'''
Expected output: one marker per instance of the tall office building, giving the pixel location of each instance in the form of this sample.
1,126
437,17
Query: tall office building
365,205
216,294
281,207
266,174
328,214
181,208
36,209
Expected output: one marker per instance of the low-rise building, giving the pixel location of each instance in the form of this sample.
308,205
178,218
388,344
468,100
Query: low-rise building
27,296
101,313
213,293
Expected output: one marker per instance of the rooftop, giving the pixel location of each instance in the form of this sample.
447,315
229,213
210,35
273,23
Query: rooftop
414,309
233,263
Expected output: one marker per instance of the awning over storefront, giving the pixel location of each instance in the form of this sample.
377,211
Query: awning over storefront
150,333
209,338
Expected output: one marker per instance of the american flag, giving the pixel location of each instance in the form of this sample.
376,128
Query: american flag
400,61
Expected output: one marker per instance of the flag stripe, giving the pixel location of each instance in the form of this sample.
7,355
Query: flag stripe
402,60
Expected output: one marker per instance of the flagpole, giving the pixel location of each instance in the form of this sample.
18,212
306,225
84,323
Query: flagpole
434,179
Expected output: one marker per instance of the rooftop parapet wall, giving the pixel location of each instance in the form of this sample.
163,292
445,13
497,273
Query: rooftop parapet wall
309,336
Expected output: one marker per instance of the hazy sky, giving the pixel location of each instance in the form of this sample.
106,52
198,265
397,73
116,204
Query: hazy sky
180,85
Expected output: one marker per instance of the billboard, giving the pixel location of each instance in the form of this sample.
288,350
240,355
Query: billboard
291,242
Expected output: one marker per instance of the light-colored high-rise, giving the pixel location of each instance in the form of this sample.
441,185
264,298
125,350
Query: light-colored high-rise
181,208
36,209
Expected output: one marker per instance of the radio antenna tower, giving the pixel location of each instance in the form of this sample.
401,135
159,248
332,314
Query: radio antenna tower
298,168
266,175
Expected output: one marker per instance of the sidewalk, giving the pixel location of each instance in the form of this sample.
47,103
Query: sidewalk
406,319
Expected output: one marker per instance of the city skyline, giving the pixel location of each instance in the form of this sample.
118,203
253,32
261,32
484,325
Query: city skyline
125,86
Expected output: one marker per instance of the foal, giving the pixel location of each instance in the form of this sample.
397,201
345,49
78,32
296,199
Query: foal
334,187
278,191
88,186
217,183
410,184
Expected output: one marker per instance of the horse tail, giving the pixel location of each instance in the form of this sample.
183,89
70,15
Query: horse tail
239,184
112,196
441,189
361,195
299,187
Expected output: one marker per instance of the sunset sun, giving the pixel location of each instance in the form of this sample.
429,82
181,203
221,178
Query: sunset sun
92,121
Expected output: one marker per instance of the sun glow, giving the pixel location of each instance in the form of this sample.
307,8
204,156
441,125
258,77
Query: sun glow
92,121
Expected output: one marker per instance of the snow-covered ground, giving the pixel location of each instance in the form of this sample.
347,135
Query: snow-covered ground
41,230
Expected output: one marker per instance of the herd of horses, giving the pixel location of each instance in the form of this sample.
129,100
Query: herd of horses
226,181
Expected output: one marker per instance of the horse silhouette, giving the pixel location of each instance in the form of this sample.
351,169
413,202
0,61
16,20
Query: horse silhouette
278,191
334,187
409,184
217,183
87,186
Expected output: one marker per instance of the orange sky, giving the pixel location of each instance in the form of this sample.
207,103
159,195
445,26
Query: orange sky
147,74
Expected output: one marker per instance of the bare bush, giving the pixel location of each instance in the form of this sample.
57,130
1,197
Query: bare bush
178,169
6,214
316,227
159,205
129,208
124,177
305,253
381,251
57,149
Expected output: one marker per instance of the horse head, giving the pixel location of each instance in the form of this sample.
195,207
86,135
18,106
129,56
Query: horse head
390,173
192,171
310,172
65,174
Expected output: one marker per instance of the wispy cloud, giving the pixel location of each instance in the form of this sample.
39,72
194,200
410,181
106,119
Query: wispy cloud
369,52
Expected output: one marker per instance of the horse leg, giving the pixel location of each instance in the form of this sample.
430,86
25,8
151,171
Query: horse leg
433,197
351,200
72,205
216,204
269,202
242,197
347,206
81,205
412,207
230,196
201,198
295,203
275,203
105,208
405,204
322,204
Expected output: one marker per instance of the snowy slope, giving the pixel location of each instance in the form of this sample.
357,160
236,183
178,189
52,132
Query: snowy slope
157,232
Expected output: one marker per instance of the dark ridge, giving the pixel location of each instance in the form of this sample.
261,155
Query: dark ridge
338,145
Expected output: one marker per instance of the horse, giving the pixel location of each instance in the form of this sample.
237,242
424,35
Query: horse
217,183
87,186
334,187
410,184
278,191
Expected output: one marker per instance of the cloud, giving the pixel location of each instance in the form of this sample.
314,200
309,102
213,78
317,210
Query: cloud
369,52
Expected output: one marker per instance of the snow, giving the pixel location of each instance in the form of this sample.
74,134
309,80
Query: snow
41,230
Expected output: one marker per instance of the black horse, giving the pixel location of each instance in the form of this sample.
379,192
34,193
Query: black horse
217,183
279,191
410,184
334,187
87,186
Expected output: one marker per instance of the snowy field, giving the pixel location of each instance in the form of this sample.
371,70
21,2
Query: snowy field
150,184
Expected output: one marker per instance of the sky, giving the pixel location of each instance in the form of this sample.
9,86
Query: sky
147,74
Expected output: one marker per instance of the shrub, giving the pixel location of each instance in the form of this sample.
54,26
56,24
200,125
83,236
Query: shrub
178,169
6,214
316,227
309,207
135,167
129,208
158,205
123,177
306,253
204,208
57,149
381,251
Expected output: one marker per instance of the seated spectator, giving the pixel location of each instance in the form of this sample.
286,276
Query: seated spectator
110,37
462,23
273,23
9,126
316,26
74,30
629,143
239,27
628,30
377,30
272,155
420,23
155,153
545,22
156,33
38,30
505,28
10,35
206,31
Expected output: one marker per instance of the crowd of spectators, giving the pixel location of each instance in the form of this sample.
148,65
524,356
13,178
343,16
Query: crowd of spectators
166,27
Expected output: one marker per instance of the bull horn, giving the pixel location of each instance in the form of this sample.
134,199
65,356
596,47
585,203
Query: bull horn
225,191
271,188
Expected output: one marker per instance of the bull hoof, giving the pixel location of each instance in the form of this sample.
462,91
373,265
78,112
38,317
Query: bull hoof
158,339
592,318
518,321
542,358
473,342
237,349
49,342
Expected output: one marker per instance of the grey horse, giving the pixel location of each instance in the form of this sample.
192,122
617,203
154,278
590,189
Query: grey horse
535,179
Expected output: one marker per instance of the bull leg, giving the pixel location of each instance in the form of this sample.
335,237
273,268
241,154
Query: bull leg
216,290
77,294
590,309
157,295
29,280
'''
'''
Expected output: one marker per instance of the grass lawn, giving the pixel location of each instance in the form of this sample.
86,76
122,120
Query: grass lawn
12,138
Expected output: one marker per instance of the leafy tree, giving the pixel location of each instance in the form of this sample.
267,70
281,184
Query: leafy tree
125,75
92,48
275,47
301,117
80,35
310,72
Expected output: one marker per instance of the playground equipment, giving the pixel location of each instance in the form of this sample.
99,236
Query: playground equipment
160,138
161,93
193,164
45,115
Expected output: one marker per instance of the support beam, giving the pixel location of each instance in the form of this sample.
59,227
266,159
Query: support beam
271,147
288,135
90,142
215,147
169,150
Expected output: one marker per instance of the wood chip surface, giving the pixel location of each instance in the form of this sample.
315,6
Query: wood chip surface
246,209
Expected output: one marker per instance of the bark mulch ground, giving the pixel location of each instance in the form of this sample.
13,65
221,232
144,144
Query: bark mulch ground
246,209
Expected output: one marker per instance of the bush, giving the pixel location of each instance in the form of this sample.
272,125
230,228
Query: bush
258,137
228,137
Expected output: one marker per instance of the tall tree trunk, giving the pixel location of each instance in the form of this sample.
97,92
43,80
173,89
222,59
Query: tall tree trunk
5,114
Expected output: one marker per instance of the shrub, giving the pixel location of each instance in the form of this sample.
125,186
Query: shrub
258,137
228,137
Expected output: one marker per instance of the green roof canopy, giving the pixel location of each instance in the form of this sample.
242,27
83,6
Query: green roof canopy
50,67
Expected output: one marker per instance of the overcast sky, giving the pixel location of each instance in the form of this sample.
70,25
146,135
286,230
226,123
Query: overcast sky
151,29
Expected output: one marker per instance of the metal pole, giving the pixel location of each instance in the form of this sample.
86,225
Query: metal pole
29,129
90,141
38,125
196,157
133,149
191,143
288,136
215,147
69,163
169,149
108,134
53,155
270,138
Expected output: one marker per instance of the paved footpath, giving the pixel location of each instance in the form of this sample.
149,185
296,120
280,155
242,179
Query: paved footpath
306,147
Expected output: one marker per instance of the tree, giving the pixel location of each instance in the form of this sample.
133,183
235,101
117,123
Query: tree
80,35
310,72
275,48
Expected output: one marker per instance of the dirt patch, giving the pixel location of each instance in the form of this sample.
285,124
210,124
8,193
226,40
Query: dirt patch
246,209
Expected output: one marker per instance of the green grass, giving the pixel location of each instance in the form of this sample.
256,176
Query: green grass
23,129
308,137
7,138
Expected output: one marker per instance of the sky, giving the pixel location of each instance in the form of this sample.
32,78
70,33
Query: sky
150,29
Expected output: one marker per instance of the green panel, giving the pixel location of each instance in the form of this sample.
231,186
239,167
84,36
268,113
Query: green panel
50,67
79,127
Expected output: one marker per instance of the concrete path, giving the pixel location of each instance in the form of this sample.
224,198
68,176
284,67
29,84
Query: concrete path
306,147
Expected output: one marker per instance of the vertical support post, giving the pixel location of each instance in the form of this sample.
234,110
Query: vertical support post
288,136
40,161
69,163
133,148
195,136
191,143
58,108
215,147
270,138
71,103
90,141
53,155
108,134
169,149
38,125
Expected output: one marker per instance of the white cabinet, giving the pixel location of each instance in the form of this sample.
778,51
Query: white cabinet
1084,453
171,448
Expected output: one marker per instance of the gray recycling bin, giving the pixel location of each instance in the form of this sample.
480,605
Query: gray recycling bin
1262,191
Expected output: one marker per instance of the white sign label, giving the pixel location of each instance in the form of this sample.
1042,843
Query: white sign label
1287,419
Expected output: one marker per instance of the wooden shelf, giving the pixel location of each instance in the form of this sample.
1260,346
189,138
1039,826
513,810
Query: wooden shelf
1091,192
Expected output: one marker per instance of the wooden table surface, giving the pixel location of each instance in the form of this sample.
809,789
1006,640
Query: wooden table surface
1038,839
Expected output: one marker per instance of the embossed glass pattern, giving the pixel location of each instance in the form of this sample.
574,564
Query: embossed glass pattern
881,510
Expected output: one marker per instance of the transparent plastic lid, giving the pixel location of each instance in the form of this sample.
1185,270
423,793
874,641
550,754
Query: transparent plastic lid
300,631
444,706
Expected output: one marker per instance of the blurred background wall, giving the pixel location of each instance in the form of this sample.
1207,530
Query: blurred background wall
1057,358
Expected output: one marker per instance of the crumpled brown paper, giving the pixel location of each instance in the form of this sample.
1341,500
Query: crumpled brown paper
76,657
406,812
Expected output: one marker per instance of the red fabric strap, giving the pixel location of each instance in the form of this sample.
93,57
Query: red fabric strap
'''
WORK TO COMPLETE.
Note down each line above where the word "strap" occurs.

ANSWER SPACE.
Expected output: one marker per instance of the red fabric strap, giving the pixel location of each instance in the form of this sample.
Query: red fabric strap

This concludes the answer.